=== Source data ===

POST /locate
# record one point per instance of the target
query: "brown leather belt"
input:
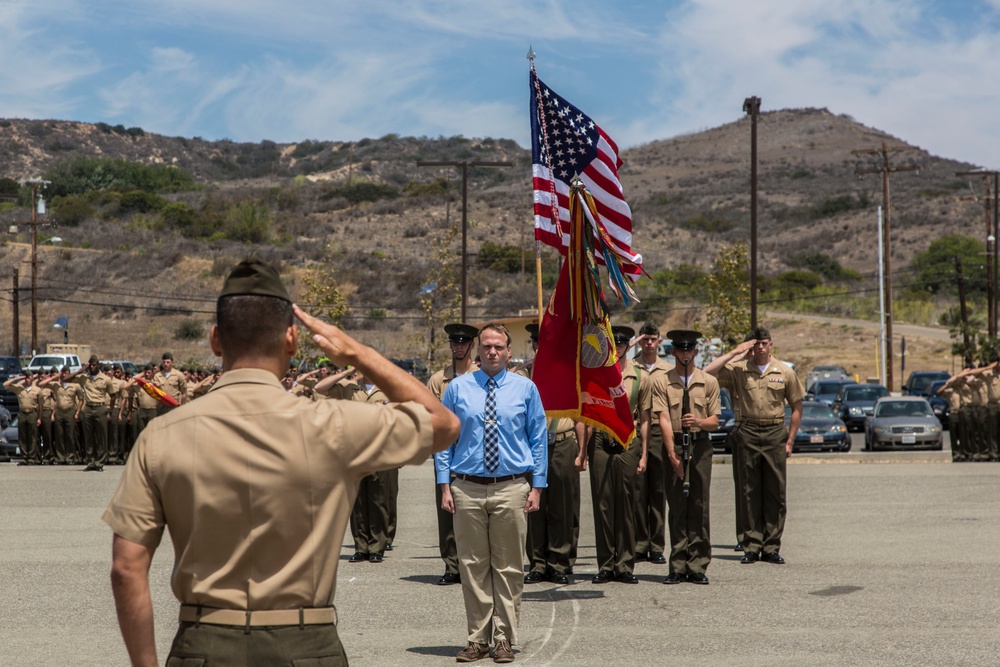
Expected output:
(259, 618)
(488, 480)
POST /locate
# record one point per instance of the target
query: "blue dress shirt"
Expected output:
(521, 421)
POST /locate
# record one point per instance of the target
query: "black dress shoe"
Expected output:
(558, 578)
(534, 577)
(626, 578)
(601, 577)
(449, 578)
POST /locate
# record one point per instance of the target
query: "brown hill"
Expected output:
(128, 284)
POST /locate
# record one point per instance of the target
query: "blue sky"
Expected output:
(926, 71)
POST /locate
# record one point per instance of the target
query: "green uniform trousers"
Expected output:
(762, 471)
(651, 499)
(551, 529)
(370, 514)
(613, 484)
(94, 419)
(203, 645)
(64, 435)
(27, 436)
(688, 516)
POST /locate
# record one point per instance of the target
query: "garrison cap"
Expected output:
(684, 339)
(623, 334)
(460, 333)
(252, 277)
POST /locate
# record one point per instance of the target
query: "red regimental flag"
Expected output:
(576, 368)
(157, 393)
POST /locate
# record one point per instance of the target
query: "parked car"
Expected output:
(825, 391)
(903, 422)
(819, 430)
(8, 443)
(720, 437)
(919, 381)
(939, 404)
(855, 402)
(44, 362)
(825, 373)
(120, 365)
(9, 367)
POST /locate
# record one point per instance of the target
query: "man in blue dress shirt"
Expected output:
(499, 465)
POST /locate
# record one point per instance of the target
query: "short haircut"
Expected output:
(494, 326)
(252, 326)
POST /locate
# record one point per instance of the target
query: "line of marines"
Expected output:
(656, 488)
(973, 396)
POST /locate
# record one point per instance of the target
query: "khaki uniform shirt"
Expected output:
(68, 396)
(760, 396)
(97, 390)
(647, 378)
(174, 384)
(257, 486)
(28, 397)
(667, 393)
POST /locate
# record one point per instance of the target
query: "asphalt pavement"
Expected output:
(891, 560)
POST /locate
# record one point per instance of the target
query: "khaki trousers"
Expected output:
(490, 530)
(197, 645)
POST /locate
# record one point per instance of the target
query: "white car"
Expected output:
(44, 362)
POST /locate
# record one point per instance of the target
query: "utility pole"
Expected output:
(882, 166)
(992, 264)
(751, 106)
(35, 184)
(464, 164)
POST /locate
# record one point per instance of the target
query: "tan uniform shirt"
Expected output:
(646, 379)
(97, 390)
(257, 486)
(28, 397)
(174, 384)
(760, 396)
(667, 393)
(68, 396)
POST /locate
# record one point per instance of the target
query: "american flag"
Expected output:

===

▶ _Your task_
Render all entries verbatim, excluding any pictures they hold.

▶ _Exercise output_
POST /locate
# record one point per instance of the target
query: "brown leather belt"
input:
Expected output:
(259, 618)
(488, 480)
POST /locate
# record one point per instance of the target
query: "blue dress shirt"
Expected output:
(521, 421)
POST /locate
# record one point per instance of the target
query: "black dress shoe"
Expected output:
(558, 578)
(534, 577)
(626, 578)
(601, 577)
(449, 578)
POST /locate
# record one point per instance of the target
query: "brown hill"
Expected output:
(128, 284)
POST /locate
# record one point per instance of the target
query: "blue sky"
Expected output:
(926, 71)
POST /locate
# record one point per instance of the target
query: "green uniform trousers"
Expected output:
(762, 471)
(651, 499)
(551, 529)
(370, 514)
(613, 484)
(94, 419)
(203, 645)
(64, 435)
(27, 436)
(688, 516)
POST /locate
# record one point per instance of the target
query: "garrison cap"
Expected output:
(684, 339)
(623, 334)
(460, 333)
(252, 277)
POST /locate
# record one point per instance of the target
query: "red regimental flag"
Expected output:
(576, 368)
(157, 393)
POST /locate
# record one point per instance of the target
query: "parked car"
Expected output:
(825, 391)
(903, 422)
(819, 430)
(8, 443)
(720, 437)
(919, 381)
(939, 404)
(855, 402)
(44, 362)
(825, 373)
(120, 365)
(9, 367)
POST /locate
# record one point per instance of the target
query: "man in blue dress shirt"
Expected output:
(499, 465)
POST /locate
# record one point per instance of the target
query: "short haircut"
Expected output:
(494, 326)
(252, 326)
POST /locate
# record one point per instance of the target
query: "line of marines"
Expected output:
(656, 488)
(973, 396)
POST /locate
# record one point per instance of the target
query: "khaki uniform shirt"
Expected output:
(68, 396)
(760, 396)
(97, 390)
(647, 378)
(174, 384)
(257, 486)
(28, 397)
(667, 393)
POST /locate
# record one point per instance of the target
query: "asphalt pavement"
Expected output:
(891, 560)
POST /locate
# record one point per instance of the target
query: "khaki trousers"
Expected output:
(490, 530)
(197, 645)
POST /locate
# record one point per instance of the target
query: "white car"
Expected output:
(44, 362)
POST /locate
# record one point per instance of the target
query: "utility pole"
Expected output:
(882, 166)
(992, 264)
(751, 106)
(35, 184)
(464, 164)
POST /locate
# record one point per instance of the target
query: "tan uniform shirt"
Expected output:
(646, 379)
(97, 390)
(257, 486)
(28, 397)
(174, 384)
(760, 396)
(667, 393)
(68, 396)
POST /locate
# record one point per instance of the target
query: "american flag"
Expected output:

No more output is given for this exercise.